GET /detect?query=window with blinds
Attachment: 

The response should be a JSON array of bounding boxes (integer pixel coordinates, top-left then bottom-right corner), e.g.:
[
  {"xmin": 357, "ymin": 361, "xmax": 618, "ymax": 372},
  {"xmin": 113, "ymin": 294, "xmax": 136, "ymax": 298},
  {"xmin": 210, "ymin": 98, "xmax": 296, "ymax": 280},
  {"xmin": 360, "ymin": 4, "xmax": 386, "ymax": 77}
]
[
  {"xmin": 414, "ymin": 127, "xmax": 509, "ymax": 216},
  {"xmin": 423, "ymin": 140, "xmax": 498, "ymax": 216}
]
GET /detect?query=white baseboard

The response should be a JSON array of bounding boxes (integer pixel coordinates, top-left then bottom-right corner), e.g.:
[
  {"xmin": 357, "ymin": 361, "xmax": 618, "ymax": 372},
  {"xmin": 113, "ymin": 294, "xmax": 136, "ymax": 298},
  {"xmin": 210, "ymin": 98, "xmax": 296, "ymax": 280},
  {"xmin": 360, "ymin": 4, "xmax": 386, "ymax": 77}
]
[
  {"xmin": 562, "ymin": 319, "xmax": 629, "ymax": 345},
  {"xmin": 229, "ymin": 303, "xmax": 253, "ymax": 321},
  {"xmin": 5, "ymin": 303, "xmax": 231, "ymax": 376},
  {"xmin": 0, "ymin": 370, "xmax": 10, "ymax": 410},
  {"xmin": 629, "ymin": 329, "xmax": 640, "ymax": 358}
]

WORK TO BE COMPLETED: Copy the whole listing above line for line, without changing anything.

TASK OUTPUT:
GET /detect?query=window with blinds
Attachment: 

The response should be a JSON array of bounding boxes (integer pixel coordinates, top-left then bottom-right corner), e.g.:
[
  {"xmin": 357, "ymin": 361, "xmax": 618, "ymax": 372},
  {"xmin": 113, "ymin": 294, "xmax": 136, "ymax": 298},
  {"xmin": 210, "ymin": 98, "xmax": 296, "ymax": 280},
  {"xmin": 360, "ymin": 4, "xmax": 386, "ymax": 77}
]
[
  {"xmin": 414, "ymin": 127, "xmax": 509, "ymax": 216},
  {"xmin": 423, "ymin": 140, "xmax": 498, "ymax": 216}
]
GET /detect?query=white baseboard

The response should be a JSON array of bounding boxes (integer pixel coordinates, top-left then bottom-right corner), e.g.:
[
  {"xmin": 357, "ymin": 361, "xmax": 618, "ymax": 372},
  {"xmin": 113, "ymin": 294, "xmax": 136, "ymax": 298},
  {"xmin": 210, "ymin": 98, "xmax": 296, "ymax": 280},
  {"xmin": 360, "ymin": 4, "xmax": 386, "ymax": 77}
]
[
  {"xmin": 562, "ymin": 319, "xmax": 629, "ymax": 345},
  {"xmin": 229, "ymin": 303, "xmax": 253, "ymax": 321},
  {"xmin": 5, "ymin": 303, "xmax": 231, "ymax": 376},
  {"xmin": 0, "ymin": 370, "xmax": 10, "ymax": 410},
  {"xmin": 629, "ymin": 329, "xmax": 640, "ymax": 358}
]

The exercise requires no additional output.